(Items from a dataset)
##########

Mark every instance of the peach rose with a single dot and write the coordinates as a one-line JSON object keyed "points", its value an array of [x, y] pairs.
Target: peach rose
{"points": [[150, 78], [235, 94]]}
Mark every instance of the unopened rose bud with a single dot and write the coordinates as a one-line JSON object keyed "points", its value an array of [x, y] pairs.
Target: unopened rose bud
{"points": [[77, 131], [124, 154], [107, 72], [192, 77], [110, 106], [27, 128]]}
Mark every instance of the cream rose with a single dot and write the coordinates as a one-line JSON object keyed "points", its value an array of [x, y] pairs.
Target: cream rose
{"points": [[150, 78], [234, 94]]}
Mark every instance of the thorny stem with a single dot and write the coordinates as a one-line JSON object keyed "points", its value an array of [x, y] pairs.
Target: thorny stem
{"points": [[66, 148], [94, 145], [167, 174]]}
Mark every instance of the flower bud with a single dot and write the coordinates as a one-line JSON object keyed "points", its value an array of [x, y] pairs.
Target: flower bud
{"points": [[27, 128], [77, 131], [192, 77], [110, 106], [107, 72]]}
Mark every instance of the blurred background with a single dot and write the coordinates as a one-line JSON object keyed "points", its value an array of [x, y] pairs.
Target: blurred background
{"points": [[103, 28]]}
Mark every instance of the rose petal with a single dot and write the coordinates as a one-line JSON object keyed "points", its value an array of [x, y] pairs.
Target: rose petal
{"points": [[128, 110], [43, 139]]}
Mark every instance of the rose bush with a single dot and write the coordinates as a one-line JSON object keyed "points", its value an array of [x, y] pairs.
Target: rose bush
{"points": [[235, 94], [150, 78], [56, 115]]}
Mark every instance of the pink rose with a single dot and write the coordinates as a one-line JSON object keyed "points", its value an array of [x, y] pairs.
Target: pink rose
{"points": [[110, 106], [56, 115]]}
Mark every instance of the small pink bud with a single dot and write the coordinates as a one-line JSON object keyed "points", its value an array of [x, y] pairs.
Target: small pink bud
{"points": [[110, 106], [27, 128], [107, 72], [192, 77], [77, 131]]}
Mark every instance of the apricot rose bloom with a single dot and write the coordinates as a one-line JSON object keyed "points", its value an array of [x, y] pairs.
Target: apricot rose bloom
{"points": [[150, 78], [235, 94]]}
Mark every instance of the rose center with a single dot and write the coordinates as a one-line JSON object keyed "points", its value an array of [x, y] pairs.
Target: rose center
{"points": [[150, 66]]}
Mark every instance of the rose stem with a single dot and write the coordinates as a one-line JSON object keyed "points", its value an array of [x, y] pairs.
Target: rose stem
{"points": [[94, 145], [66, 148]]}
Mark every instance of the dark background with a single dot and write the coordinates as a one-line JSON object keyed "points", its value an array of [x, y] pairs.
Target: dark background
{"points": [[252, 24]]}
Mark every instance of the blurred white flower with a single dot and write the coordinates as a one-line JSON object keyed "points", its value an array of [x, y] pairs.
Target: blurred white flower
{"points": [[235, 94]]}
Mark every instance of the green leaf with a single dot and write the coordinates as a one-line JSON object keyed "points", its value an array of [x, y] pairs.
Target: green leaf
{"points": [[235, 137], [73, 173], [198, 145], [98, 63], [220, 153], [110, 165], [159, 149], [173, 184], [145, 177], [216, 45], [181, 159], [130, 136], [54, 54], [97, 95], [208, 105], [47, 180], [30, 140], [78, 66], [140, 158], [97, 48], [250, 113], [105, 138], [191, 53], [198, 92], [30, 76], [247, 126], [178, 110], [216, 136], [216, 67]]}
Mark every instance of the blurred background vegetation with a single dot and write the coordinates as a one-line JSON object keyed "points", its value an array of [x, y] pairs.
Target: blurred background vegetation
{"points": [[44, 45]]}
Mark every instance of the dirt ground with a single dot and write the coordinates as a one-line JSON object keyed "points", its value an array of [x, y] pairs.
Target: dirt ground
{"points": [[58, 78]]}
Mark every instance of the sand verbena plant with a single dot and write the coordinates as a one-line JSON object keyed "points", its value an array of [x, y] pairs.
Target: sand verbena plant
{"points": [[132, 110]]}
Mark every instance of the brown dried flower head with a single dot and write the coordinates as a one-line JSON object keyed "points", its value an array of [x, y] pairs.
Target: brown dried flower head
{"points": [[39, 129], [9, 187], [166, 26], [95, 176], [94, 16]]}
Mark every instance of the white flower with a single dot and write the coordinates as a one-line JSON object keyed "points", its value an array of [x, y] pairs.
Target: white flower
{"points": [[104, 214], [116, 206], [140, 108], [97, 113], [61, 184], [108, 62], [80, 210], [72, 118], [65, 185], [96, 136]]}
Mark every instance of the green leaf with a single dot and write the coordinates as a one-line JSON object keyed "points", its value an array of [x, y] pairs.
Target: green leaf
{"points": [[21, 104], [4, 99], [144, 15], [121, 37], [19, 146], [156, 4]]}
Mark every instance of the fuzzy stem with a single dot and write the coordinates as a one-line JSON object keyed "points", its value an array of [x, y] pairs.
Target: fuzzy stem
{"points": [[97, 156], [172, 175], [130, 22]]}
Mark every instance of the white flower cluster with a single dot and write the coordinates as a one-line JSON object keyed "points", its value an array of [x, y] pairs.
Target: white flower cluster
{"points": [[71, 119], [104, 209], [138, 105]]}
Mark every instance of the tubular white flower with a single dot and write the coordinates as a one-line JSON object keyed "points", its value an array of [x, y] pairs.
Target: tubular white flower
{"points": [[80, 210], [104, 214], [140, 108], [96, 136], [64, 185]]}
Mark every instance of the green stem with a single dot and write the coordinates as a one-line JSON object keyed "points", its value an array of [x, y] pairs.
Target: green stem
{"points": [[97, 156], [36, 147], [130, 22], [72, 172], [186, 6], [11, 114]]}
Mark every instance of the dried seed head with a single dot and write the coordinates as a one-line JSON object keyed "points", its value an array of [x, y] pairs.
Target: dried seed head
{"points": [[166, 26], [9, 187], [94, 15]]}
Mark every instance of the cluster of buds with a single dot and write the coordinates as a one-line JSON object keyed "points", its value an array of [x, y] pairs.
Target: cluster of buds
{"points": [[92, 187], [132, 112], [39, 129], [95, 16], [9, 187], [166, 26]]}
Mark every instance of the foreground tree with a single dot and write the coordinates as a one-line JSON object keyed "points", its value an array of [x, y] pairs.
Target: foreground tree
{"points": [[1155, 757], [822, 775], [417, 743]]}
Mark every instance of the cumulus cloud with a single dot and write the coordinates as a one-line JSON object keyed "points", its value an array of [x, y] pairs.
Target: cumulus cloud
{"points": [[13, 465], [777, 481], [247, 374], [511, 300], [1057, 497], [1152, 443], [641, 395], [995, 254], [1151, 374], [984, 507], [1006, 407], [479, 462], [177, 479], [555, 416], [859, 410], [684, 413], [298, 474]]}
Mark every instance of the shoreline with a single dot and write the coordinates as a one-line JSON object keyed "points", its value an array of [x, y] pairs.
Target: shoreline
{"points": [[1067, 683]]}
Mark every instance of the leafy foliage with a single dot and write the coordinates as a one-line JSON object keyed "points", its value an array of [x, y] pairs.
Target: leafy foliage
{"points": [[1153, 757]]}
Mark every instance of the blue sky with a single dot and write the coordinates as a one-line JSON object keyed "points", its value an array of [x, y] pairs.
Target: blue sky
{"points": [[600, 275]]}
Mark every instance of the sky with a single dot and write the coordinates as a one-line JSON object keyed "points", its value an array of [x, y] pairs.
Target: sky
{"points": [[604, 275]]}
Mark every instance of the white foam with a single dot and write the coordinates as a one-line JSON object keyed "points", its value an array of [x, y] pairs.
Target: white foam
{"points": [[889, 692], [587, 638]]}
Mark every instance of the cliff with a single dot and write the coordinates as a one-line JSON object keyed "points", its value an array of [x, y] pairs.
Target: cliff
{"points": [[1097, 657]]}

##########

- _Assigned task_
Give the entries again in full, exactly as they were written above.

- _Answer to this problem_
Mark every instance of the peach rose with a single dot and write the coordinates as a one-line JSON object keyed "points", its value an array of [x, y] pairs.
Target: peach rose
{"points": [[150, 78], [235, 94]]}
Mark every instance of the unopened rose bud with a single dot and write the coordinates as a one-line JSON object keyed "points", its value an array of [x, y] pairs.
Target: unopened rose bud
{"points": [[77, 131], [124, 154], [107, 72], [192, 77], [110, 106], [27, 128]]}
Mark every instance of the cream rose with a single dot and write the coordinates as a one-line JSON object keyed "points", its value an array of [x, y] pairs.
Target: cream rose
{"points": [[150, 78], [234, 94]]}
Mark every instance of the thorny stem with a single dot and write the coordinates as a one-line JSON object keyed "points", its value an array of [x, y] pairs.
Target: thorny stem
{"points": [[66, 148], [94, 145], [167, 174]]}
Mark every instance of the flower bud with a single dot and write the coordinates as a one-line JSON object keyed "points", its value an array of [x, y] pairs.
Target: flower bud
{"points": [[27, 128], [77, 131], [192, 77], [110, 106], [107, 72]]}
Mark every instance of the blurred background with a single dot and write the coordinates as a one-line JSON object keyed "points", its value an array of [x, y] pairs.
Target: blurred background
{"points": [[103, 28]]}
Mark every instance of the rose petal with a single dot and write the coordinates as a one-line JSON object keyed "points", its value an array of [x, y] pairs.
Target: rose petal
{"points": [[128, 110], [43, 139]]}
Mark every instance of the rose bush with a single dot and write the coordinates as a one-line JSON object keyed "points", its value an array of [x, y] pairs.
Target: rose bush
{"points": [[235, 94], [150, 78], [56, 115]]}
Mark every instance of the pink rose with a single dot and write the coordinates as a one-line JSON object keyed "points", its value an array of [x, y] pairs.
Target: pink rose
{"points": [[110, 106], [56, 115]]}
Mark every instance of the small pink bud with a single dot and write the coordinates as a one-line JSON object keyed "points", its value an array of [x, y] pairs.
Target: small pink bud
{"points": [[110, 106], [27, 128], [107, 72], [192, 77], [77, 131]]}
Mark every instance of the apricot rose bloom with a single dot and write the coordinates as a one-line JSON object keyed "points", its value an array of [x, y] pairs.
Target: apricot rose bloom
{"points": [[150, 78], [235, 94]]}
Mark every instance of the rose center with a single dot and write the coordinates as a one-line JSON object keyed "points", its value an array of [x, y] pairs.
Target: rose center
{"points": [[150, 66]]}
Mark every instance of the rose stem with a single dot and write the coordinates as a one-line JSON object keyed "points", its value an array of [x, y] pairs.
Target: rose stem
{"points": [[94, 145], [66, 148]]}
Mark every instance of the dark background with a single dot and write the coordinates as a one-line JSON object keyed "points", its value an array of [x, y] pairs.
Target: dark background
{"points": [[252, 24]]}
Mark every instance of the blurred white flower with a single dot and write the coordinates as a one-line JSON object keyed "points", its value an array of [x, y] pairs.
Target: blurred white flower
{"points": [[235, 94]]}
Mark every instance of the green leaf with a single dot and write the coordinates as a one-line JSON object keyed "points", its value an array of [x, y] pairs.
Target: green leaf
{"points": [[235, 137], [73, 173], [198, 145], [98, 63], [220, 153], [110, 165], [159, 149], [173, 184], [145, 177], [216, 45], [181, 159], [130, 136], [54, 54], [97, 95], [208, 105], [47, 180], [30, 140], [78, 66], [140, 158], [97, 48], [250, 113], [105, 138], [191, 53], [198, 92], [30, 76], [247, 126], [178, 110], [216, 136], [216, 67]]}
Mark every instance of the blurred background vegetation with a single dot and write the coordinates as a one-line JSON object keyed "points", its value an array of [x, y] pairs.
Target: blurred background vegetation
{"points": [[44, 45]]}
Mark every instance of the dirt ground with a single dot and write the coordinates as a one-line JSON object keyed "points", its value an array of [x, y] pairs.
Target: dirt ground
{"points": [[58, 78]]}
Mark every instance of the sand verbena plant with a single dot and write the coordinates as a one-line JSON object keyed "points", its value an array of [x, y] pairs.
Target: sand verbena plant
{"points": [[132, 110]]}
Mark every instance of the brown dried flower head with a single dot and write the coordinates as a one-line JSON object keyed "points", its value an array of [x, y] pairs.
Target: brown dried flower head
{"points": [[39, 129], [9, 187], [166, 26], [95, 176], [94, 16]]}
Mark every instance of the white flower with a single dot and write the coordinates as a one-line JSON object keyed "points", its value an array of [x, y] pairs.
Target: white flower
{"points": [[104, 214], [116, 206], [140, 108], [97, 113], [61, 184], [108, 62], [80, 210], [72, 118], [65, 185], [96, 136]]}
Mark every instance of the green leaf with a single dot and write the coordinates as a one-line JSON object keyed "points", its value an array of [x, y] pairs.
Target: green leaf
{"points": [[21, 104], [4, 99], [144, 15], [121, 37], [19, 146], [156, 4]]}
Mark every instance of the fuzzy stem with a single dot and write the coordinates as a one-line JSON object keyed "points", its value an array of [x, y] pairs.
Target: fuzzy stem
{"points": [[97, 156], [172, 175], [130, 22]]}
Mark every instance of the white flower cluster with a single dot and write the coordinates as a one-line JSON object keyed "points", its value an array of [x, y] pairs.
Target: white flower cluster
{"points": [[71, 119], [104, 209], [138, 105]]}
Mark every instance of the tubular white flower with a single dot and write the coordinates as a one-line JSON object keyed "points", its value an array of [x, y] pairs.
Target: tubular white flower
{"points": [[80, 210], [104, 214], [140, 108], [96, 136], [64, 185]]}
Mark every instance of the green stem with a single dot and write the coordinates as a one-line JSON object keyed "points", its value an array of [x, y] pairs.
Target: green stem
{"points": [[97, 156], [36, 147], [130, 22], [72, 172], [186, 6], [11, 114]]}
Mark every instance of the dried seed head with a single dot and write the coordinates as a one-line JSON object keyed "points", its value an array of [x, y] pairs.
Target: dried seed head
{"points": [[166, 26], [9, 187], [94, 15]]}
Mark every instance of the cluster of buds with a single dot and write the coordinates as a one-line JSON object keyed "points", its value an array of [x, y] pairs.
Target: cluster of buds
{"points": [[92, 187], [132, 112], [39, 129], [95, 16], [9, 187], [166, 26]]}
Mark every instance of the foreground tree with a single dot and write the coordinates as a one-line JSON object keyed "points", its value an array of [x, y] pairs.
Target: foreground tree
{"points": [[1155, 757], [822, 775], [417, 743]]}
Mark every instance of the cumulus cloud with a single dot and write the coordinates as a one-line JSON object keyed "points", its value an array of [x, y] pairs.
Target: cumulus cloud
{"points": [[13, 465], [777, 481], [247, 374], [511, 300], [1057, 497], [1152, 443], [641, 395], [995, 254], [1151, 374], [984, 507], [1006, 407], [479, 462], [177, 479], [555, 416], [859, 410], [684, 413], [298, 474]]}
Mark every instance of the shoreline with a single dot and write the coordinates as a one-line JSON object keyed "points", its value an array of [x, y] pairs.
Target: shoreline
{"points": [[1067, 683]]}
Mark every instance of the leafy foliage with a single dot and write the coordinates as a one-line JSON object keyed "points", its value an array of [x, y] pairs.
Target: leafy foliage
{"points": [[1153, 757]]}
Mark every instance of the blue sky with a single dot and write the coordinates as a one-line JSON object keyed "points", its value an array of [x, y] pairs.
Target: blue sky
{"points": [[600, 275]]}
Mark every instance of the sky with a single dot and write the coordinates as a one-line JSON object keyed "points", its value an array of [x, y] pairs.
Target: sky
{"points": [[604, 275]]}
Mark every instance of the white foam with a single dot and write the coordinates as a one-line JSON object keyed "points", its value an array of [x, y] pairs.
Target: white foam
{"points": [[889, 692], [587, 638]]}
Mark every instance of the cliff with a single dot and write the coordinates as a one-line JSON object keyed "points", its value an array of [x, y] pairs.
Target: cliff
{"points": [[1097, 657]]}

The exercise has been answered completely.